◆ **Your goal**
Reproduce the records from the line containing "Emit one marker per instance in this form: [(214, 197)]." through the line containing "[(387, 75)]", and replace "tree" with "plant" wherever it occurs; leave everything else unchanged.

--- Begin Materials provided ---

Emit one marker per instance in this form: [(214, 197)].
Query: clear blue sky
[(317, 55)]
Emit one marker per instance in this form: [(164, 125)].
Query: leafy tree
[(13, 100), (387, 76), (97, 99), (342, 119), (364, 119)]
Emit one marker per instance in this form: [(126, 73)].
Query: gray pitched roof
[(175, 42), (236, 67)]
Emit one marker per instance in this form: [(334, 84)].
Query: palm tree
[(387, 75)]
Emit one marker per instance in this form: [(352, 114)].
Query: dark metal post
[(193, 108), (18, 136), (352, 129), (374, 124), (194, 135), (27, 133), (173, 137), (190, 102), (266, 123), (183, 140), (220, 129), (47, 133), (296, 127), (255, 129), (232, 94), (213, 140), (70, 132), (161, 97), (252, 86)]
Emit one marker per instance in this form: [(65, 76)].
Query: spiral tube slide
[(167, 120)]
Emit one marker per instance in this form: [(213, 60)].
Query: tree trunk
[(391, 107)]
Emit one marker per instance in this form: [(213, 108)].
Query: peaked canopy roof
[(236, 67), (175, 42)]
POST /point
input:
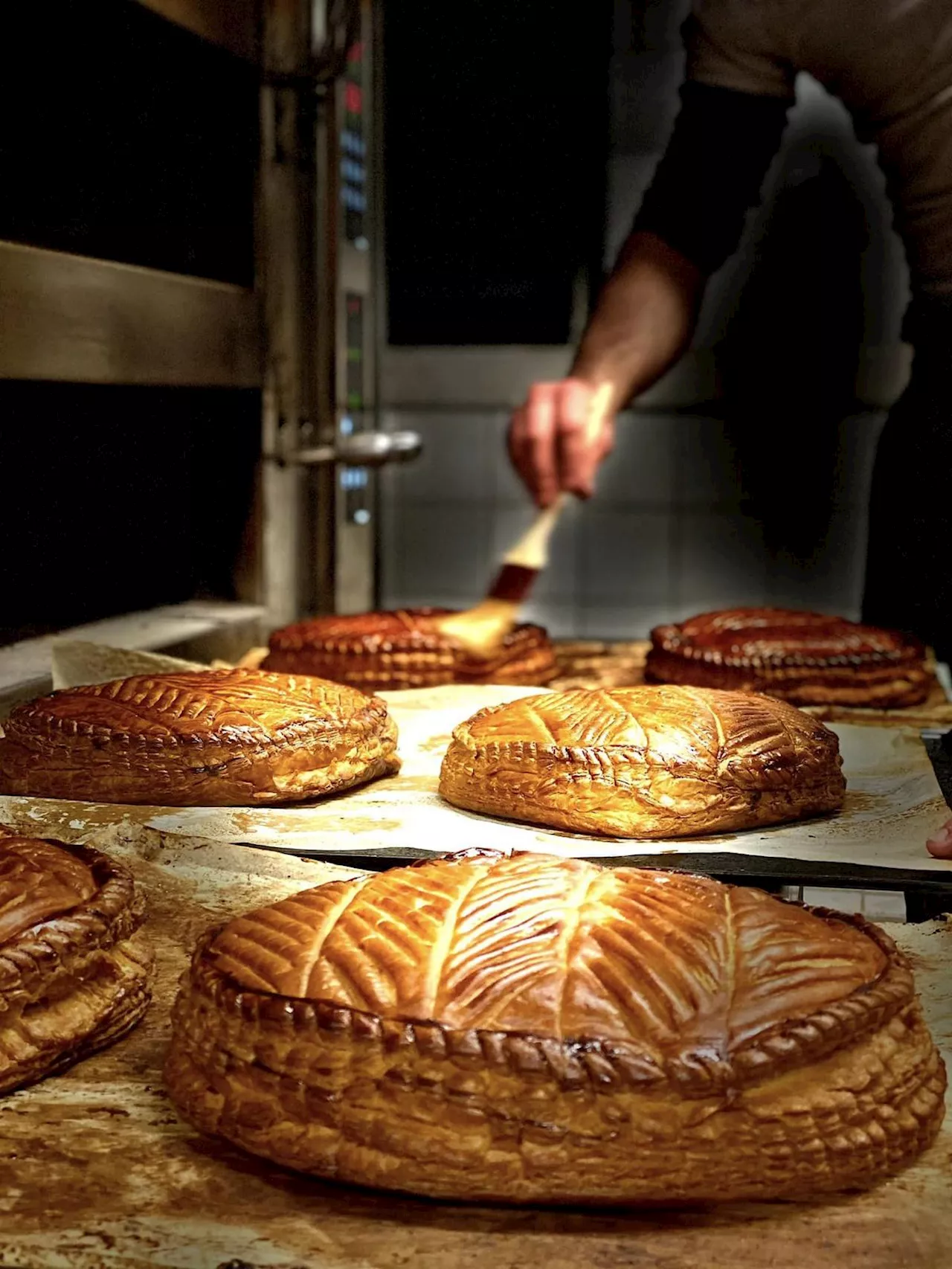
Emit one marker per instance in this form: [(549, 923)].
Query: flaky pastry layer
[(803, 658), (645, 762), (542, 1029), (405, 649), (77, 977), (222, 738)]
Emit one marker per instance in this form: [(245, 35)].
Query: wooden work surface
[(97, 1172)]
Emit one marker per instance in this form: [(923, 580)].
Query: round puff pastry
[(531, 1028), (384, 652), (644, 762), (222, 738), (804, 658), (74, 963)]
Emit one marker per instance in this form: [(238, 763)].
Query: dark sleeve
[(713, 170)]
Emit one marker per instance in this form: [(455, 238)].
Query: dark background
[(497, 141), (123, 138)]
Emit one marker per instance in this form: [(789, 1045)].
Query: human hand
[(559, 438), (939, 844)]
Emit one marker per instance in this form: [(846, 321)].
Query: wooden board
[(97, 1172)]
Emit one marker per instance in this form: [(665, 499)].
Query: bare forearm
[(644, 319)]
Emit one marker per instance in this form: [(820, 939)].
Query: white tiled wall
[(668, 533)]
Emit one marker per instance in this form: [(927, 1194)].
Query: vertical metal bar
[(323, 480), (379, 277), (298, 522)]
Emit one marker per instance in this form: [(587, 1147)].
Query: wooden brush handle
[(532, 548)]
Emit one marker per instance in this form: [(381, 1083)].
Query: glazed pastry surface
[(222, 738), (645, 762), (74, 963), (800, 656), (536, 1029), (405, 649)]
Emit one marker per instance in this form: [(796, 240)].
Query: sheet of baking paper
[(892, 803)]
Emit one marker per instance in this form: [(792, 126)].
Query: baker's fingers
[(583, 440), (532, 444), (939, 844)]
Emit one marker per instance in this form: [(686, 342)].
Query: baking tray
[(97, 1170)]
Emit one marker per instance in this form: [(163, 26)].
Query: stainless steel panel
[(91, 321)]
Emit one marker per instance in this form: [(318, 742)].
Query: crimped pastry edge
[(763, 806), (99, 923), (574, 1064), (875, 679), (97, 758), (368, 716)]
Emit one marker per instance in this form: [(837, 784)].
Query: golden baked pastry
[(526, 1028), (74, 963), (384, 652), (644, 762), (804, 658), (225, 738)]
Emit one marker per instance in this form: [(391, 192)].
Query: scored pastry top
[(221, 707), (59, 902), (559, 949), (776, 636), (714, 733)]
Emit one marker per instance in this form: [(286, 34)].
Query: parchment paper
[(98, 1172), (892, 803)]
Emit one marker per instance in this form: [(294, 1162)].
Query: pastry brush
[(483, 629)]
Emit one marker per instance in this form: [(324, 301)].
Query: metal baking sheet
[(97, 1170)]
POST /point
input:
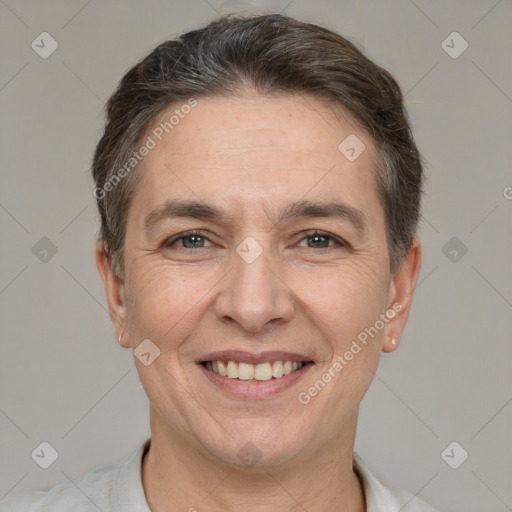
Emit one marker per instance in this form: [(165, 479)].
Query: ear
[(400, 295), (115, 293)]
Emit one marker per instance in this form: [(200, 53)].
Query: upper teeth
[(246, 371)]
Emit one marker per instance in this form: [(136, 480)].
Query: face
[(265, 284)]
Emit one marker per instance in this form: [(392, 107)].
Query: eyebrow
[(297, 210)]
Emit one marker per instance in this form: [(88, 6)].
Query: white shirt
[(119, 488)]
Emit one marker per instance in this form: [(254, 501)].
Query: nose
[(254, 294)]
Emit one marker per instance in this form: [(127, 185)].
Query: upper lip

--- End Materials provided ---
--- Begin Materials provided ---

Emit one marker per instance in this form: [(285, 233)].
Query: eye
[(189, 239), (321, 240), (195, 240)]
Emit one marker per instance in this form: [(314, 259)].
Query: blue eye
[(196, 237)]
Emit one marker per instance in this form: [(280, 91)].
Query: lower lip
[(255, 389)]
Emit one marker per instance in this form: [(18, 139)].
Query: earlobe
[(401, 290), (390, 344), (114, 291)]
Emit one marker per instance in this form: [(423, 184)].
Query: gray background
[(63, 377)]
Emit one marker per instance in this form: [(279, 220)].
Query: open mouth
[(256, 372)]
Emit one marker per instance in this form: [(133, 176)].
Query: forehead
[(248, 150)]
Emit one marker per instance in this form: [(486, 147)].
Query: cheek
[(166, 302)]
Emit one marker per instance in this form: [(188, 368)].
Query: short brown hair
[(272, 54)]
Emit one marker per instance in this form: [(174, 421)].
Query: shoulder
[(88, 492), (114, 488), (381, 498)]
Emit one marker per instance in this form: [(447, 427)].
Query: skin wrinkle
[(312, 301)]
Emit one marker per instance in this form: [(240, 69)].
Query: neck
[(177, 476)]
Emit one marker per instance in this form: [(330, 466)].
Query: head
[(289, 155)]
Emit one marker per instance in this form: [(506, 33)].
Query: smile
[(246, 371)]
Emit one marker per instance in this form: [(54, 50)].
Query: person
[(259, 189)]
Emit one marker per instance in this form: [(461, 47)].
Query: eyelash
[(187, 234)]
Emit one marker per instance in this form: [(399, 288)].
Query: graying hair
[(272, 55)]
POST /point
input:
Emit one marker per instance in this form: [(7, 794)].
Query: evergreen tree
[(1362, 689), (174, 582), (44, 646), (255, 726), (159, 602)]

--- End Materials provided ---

◆ **Response**
Emit one marker per instance in this form: [(214, 197)].
Query: clear blue sky
[(317, 55)]
Emit one marker per instance in this form: [(164, 125)].
Query: leafy plant
[(13, 100), (387, 76), (97, 99), (342, 119), (364, 119)]
Emit one marker per instance in this form: [(126, 73)].
Query: gray pitched roof
[(175, 42), (236, 67)]
Emit one marker per instance in this form: [(334, 84)].
Query: palm plant
[(387, 75)]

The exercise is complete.